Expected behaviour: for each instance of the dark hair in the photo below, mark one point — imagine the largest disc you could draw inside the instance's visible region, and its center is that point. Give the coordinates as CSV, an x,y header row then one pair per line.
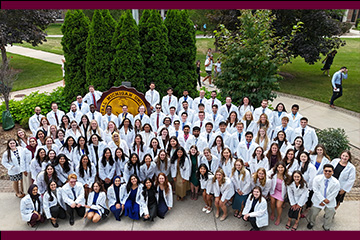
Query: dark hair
x,y
103,159
85,146
129,184
302,181
81,167
66,163
145,190
175,157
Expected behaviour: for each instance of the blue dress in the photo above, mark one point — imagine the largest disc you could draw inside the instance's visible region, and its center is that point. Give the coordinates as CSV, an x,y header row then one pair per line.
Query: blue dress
x,y
132,209
162,207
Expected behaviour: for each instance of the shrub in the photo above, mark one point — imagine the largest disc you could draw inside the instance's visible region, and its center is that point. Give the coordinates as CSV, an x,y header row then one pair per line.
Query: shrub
x,y
22,109
334,140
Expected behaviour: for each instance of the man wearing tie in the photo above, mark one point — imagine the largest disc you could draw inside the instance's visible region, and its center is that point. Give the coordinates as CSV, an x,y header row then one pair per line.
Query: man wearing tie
x,y
34,120
92,96
152,96
73,196
156,118
336,83
54,116
325,188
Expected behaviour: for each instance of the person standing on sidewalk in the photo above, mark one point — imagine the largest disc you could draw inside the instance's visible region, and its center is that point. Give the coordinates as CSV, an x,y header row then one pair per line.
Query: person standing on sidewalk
x,y
337,84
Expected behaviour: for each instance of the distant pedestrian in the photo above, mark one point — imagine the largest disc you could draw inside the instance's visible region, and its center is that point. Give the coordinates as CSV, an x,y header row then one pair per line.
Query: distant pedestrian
x,y
337,84
328,61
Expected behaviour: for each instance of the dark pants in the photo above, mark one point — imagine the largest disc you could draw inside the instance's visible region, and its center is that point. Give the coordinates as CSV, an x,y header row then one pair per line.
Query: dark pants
x,y
80,211
336,95
58,212
34,219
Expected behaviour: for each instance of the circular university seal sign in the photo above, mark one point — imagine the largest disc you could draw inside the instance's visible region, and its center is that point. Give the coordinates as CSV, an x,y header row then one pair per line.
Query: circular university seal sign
x,y
117,97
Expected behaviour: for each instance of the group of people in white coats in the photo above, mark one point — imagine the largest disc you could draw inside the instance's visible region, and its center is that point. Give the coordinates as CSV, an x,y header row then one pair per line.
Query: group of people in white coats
x,y
142,159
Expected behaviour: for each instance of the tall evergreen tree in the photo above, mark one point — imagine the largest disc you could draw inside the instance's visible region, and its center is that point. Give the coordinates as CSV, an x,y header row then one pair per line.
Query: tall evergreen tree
x,y
155,52
99,50
128,64
75,31
182,51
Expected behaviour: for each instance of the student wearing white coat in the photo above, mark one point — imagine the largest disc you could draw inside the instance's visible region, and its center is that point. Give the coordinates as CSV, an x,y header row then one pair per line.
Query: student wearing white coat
x,y
152,96
180,172
223,190
164,195
11,160
255,210
345,172
258,160
279,178
297,193
319,158
31,208
86,172
106,166
241,179
73,196
34,120
54,206
96,203
308,134
325,188
132,199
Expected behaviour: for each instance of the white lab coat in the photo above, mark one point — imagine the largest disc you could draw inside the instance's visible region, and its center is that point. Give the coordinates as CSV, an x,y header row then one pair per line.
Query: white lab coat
x,y
260,211
27,208
87,179
184,170
347,176
100,202
124,195
168,197
255,164
34,123
147,172
51,117
319,189
57,199
242,185
310,137
165,106
324,161
297,195
68,196
226,190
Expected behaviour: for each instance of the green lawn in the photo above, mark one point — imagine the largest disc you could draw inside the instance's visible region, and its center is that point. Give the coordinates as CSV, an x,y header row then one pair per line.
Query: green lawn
x,y
52,45
33,72
54,29
309,82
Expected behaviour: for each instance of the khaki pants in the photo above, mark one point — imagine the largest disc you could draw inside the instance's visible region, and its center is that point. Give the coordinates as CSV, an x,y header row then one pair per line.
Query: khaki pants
x,y
329,214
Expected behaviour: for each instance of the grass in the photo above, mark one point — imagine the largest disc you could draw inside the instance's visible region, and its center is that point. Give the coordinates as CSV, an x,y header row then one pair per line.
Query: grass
x,y
308,80
33,72
54,29
52,45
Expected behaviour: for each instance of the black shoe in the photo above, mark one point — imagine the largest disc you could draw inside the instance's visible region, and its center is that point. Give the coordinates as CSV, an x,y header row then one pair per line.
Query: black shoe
x,y
309,226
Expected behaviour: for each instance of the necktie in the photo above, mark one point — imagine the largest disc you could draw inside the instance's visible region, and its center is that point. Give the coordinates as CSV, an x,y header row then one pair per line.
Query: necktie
x,y
57,120
326,185
94,100
73,190
157,120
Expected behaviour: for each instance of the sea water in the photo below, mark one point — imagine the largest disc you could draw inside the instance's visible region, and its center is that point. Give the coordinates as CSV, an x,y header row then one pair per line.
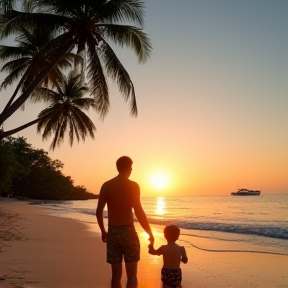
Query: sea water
x,y
260,223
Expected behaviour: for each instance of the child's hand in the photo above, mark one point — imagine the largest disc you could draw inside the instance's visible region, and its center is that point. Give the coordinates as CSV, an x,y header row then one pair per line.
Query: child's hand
x,y
150,246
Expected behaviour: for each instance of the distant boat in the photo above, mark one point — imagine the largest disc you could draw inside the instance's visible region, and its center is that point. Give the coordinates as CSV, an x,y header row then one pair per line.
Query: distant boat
x,y
246,192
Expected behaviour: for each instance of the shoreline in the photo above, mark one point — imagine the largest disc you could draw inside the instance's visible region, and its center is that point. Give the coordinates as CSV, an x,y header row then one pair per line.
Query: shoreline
x,y
39,250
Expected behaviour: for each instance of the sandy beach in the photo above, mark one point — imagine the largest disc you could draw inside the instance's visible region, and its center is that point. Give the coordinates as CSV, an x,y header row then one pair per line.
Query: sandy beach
x,y
38,250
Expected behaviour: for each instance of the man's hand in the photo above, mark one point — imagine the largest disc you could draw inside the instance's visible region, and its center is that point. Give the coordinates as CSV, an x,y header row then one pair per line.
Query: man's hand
x,y
151,239
104,236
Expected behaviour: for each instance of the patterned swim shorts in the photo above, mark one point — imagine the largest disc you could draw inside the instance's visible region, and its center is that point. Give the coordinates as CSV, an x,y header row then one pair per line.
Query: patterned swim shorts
x,y
171,277
122,241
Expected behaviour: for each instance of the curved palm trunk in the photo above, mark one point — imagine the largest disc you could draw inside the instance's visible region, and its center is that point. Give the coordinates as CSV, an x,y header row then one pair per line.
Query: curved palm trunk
x,y
38,81
13,131
14,94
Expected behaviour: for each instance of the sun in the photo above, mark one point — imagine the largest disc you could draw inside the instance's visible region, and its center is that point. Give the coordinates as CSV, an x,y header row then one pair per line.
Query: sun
x,y
159,181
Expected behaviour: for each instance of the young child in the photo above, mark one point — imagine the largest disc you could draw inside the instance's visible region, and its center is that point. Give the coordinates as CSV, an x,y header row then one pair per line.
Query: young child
x,y
173,254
┄┄┄┄┄┄
=== Exercise ===
Print, without alteration, only the lines above between the one holding "Query: person standing on sidewalk" and the one holding "Expected behaviour: for each instance of the distant pedestrian", inclusive.

=== Response for this exercise ===
Query: person standing on sidewalk
x,y
337,84
Expected behaviour: for each instance of the distant pedestrian in the photo above, mark one point — imagine the largest disc you could draw inside the instance's visible region, and its center is that point. Give the coordinates as CSV, an x,y header row then one pair per line.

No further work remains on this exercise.